[EXERCISE TASK A] Reproduce a passage of the Le Bargy biography word for word, beginning with the words "Le Bargy, Charles" and ending after the words "Bargy nee Fowler.".
[EXERCISE TASK B] In the Le Bargy biography, list every year that appears in the paragraph beginning "After leaving 16 Les Amballes".
[EXERCISE TASK C]
Answer these questions from the Le Bargy biography:
(i) What service number is listed?
(ii) What rank did he hold when he was pensioned off in 1933?
(iii) Where did his first marriage take place?

[PAGE EXCERPT]
━━━━━━

Le Bargy, Charles Reginald

Date of birth:
September 1st, 1893 (Guernsey/Channel Isles, United Kingdom)
Date of death:
October 25th, 1980
Service number:
J5559
Nationality:
British (1801-present, Kingdom)

Biography

Charles Reginald Le Bargy was born on 1st September 1893 at 16 Les Amballes, St Peter Port, Guernsey. Channel Islands the fourth eldest of five boys of James Eugene Joseph Le Bargy and Emily Le Bargy nee Fowler.

He was educated at Amherst School in Guernsey as were his four brothers.

After leaving 16 Les Amballes in 1897 he moved with his family into No 14 St Clements Rd. At the age of 16 in 1909 he joined the Royal Navy serving first on HMS Leviathon (see photo on last page) after serving throughout the First World War he was finally pensioned off in 1933 as Chief Petty Officer. However the lure of the sea was too strong when in 1938 he once again volunteered and was accepted back into service. There follows an account of his remarkable naval career which was reported in the Guernsey Press of 26th September 1945, it tells of how he gained the DSM and George Medal whilst serving in Malta. These medals can be viewed at The Castle Cornet Museum, St Peter Port, Guernsey where they were placed by his wife shortly after his passing in 1980.

Charles or Chas as he was better known was married twice, firstly in Portsmouth, England to Ms Emanuel in 1922. They had one son in 1923 who they baptized Reginald William Eugene 'Reggie' visited Guernsey regularly up until he died in 1981. He had a distinctive Welsh accent and was a very quiet gentleman who always made a point of visiting his Aunt May Le Bargy when in the island as she had looked after him on many occasions when he was a baby.

━━━━━━

[MATERIAL SHOWN]
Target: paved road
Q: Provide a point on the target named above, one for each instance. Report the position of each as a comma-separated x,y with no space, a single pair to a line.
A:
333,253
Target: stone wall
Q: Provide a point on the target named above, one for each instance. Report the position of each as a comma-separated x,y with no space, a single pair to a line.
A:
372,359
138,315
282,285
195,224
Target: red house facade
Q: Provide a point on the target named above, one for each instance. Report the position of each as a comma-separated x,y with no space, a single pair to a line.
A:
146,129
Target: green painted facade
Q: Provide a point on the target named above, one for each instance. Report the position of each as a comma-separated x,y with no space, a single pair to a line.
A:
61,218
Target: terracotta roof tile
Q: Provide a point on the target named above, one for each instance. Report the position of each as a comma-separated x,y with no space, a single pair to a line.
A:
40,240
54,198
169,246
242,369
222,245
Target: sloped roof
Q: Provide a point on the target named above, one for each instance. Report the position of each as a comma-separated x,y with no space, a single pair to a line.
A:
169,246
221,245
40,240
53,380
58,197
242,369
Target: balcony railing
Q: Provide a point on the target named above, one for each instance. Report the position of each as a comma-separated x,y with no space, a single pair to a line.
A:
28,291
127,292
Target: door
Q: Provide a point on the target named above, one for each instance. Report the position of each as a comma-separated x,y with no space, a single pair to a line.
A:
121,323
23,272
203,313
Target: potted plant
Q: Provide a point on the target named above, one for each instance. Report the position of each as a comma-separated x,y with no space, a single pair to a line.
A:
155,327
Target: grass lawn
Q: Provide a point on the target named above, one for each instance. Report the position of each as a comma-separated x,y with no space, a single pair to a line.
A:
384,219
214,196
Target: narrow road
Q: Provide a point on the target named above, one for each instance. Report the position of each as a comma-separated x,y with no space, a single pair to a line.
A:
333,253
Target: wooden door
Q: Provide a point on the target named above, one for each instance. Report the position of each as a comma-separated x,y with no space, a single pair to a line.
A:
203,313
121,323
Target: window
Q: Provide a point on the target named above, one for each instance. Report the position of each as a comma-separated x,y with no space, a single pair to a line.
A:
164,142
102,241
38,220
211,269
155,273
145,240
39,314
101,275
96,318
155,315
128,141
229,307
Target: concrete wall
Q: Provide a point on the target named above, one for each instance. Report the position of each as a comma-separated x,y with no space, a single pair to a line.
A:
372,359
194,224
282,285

━━━━━━

[FULL RESPONSE A]
Le Bargy, Charles Reginald

Date of birth:
September 1st, 1893 (Guernsey/Channel Isles, United Kingdom)
Date of death:
October 25th, 1980
Service number:
J5559
Nationality:
British (1801-present, Kingdom)

Biography

Charles Reginald Le Bargy was born on 1st September 1893 at 16 Les Amballes, St Peter Port, Guernsey. Channel Islands the fourth eldest of five boys of James Eugene Joseph Le Bargy and Emily Le Bargy nee Fowler.

[FULL RESPONSE B] 1897, 1909, 1933, 1938, 1945, 1980

[FULL RESPONSE C]
(i) J5559
(ii) Chief Petty Officer
(iii) Portsmouth, England